◆ **QUESTIONS TO ANSWER**
1. Answer these from the excerpt about Orenburg Airport, one per line:
(a) How far from Orenburg city is the airport, and in which direction?
(b) When was the airport built at its present location?
(c) Which airline had its head office on the airport property?
2. List every proper name that appears in the excerpt about Orenburg Airport.
3. Using the excerpt about Orenburg Airport, explain in one to three sentences how the airport came to be linked with Yuri Gagarin.

(EXCERPT PROVIDED Opens)

Airport in 	Orenburg, Russia

Orenburg Airport (Аэропорт Оренбург) is a civil airport located about 25 km east of Orenburg city. Now defunct Orenair had its head office on the airport property.

The airport was built at its present location in the mid-1970s. In 2011, the government of Orenburg named the airport after Yuri Gagarin.

(EXCERPT PROVIDED Closes)
(EXTRACTED ENTRIES Opens)

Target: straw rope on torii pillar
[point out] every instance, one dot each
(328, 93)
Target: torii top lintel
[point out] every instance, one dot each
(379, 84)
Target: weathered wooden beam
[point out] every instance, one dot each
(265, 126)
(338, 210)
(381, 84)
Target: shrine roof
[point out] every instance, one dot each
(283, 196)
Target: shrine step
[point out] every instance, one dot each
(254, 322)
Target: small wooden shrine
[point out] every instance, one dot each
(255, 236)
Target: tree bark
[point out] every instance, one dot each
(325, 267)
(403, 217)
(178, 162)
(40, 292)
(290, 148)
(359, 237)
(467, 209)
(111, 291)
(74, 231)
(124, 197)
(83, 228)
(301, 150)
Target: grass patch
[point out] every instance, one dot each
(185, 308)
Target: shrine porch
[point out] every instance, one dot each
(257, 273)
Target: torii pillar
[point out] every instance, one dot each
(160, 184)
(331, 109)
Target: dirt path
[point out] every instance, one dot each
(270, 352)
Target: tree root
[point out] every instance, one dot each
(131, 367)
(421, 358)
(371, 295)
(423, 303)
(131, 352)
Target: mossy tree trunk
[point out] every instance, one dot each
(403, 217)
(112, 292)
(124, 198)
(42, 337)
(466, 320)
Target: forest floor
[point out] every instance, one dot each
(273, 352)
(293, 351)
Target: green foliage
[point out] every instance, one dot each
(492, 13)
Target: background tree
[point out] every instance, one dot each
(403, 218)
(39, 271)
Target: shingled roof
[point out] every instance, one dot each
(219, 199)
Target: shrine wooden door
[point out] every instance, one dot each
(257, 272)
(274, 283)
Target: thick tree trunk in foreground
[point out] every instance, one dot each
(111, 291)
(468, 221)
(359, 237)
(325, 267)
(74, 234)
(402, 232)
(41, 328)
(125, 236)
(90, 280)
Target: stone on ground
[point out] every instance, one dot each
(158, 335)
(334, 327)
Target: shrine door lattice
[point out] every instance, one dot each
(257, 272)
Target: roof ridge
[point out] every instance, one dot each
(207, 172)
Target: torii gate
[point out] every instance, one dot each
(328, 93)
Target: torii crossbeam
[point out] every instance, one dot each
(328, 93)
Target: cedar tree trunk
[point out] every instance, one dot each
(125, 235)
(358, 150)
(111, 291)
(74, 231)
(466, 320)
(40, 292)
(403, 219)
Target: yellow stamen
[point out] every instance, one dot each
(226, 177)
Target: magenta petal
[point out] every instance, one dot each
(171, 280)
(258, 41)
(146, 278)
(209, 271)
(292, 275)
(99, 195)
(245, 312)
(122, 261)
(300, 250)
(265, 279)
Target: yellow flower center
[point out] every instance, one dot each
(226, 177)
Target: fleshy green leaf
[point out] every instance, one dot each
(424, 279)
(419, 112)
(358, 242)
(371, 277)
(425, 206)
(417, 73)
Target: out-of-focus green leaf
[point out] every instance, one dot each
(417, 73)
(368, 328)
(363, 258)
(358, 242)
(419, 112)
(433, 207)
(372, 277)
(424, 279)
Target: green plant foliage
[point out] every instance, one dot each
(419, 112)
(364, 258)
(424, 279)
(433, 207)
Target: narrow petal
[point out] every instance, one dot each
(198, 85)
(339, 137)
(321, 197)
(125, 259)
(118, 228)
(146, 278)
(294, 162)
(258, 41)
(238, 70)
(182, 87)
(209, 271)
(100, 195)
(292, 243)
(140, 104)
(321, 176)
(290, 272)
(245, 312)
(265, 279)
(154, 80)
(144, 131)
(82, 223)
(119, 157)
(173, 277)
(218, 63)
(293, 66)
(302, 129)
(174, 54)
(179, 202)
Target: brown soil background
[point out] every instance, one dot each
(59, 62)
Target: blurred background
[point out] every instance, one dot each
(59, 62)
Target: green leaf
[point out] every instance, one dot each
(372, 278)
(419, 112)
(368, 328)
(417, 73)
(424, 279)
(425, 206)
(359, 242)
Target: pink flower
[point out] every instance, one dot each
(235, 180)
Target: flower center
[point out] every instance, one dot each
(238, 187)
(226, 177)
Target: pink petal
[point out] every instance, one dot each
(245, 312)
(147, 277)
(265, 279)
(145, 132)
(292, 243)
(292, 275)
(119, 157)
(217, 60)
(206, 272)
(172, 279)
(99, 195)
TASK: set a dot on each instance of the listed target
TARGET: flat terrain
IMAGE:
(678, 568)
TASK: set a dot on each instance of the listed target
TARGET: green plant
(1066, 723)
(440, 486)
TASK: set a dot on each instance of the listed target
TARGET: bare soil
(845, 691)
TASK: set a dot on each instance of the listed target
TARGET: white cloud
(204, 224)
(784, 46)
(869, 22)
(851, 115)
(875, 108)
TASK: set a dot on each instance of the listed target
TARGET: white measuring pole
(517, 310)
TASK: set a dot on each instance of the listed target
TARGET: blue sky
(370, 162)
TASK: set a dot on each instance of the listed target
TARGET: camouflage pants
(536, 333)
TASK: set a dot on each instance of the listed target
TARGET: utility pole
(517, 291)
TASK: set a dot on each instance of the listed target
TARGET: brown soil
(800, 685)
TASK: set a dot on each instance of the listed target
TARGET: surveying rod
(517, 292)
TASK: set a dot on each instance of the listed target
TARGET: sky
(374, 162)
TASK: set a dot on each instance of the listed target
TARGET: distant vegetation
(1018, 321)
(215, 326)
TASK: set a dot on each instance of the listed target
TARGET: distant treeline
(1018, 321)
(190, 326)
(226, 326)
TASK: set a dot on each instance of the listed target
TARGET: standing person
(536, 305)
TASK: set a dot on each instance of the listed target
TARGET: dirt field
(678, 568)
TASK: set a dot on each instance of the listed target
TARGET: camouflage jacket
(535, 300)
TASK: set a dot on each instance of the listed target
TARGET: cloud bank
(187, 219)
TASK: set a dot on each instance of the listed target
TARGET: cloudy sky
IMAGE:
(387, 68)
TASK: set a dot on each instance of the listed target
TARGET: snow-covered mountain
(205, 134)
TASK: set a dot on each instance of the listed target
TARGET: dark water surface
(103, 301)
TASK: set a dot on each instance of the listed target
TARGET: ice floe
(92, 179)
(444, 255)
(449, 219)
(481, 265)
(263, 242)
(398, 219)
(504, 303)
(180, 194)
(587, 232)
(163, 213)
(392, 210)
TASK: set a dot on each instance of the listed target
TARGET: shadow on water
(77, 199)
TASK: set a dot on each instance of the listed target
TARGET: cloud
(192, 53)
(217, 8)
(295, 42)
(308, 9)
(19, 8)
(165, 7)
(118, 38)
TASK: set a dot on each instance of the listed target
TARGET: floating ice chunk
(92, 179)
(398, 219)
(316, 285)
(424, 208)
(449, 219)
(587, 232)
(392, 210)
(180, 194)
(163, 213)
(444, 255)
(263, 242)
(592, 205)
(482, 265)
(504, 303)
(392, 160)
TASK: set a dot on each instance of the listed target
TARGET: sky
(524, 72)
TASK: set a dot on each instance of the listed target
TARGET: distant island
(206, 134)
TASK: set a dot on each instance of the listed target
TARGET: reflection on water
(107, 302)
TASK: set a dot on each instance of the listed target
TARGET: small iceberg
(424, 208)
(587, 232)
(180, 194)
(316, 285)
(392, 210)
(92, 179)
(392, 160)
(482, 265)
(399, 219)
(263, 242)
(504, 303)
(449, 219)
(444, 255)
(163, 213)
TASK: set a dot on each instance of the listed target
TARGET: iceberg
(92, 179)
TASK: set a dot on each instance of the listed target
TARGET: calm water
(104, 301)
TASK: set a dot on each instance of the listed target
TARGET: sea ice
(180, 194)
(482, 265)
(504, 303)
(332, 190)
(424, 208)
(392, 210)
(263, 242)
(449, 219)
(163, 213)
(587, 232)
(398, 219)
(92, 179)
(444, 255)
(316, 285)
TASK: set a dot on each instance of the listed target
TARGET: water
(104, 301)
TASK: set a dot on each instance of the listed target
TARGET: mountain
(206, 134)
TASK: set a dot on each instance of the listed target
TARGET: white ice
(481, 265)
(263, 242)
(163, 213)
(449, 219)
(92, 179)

(EXTRACTED ENTRIES Closes)

◆ **PER-TASK OUTPUTS**
1.
(a) About 25 km east of the city.
(b) In the mid-1970s.
(c) Orenair.

2.
Orenburg
Russia
Orenburg Airport (Аэропорт Оренбург)
Orenair
Yuri Gagarin

3. In 2011, the government of Orenburg named the airport after Yuri Gagarin.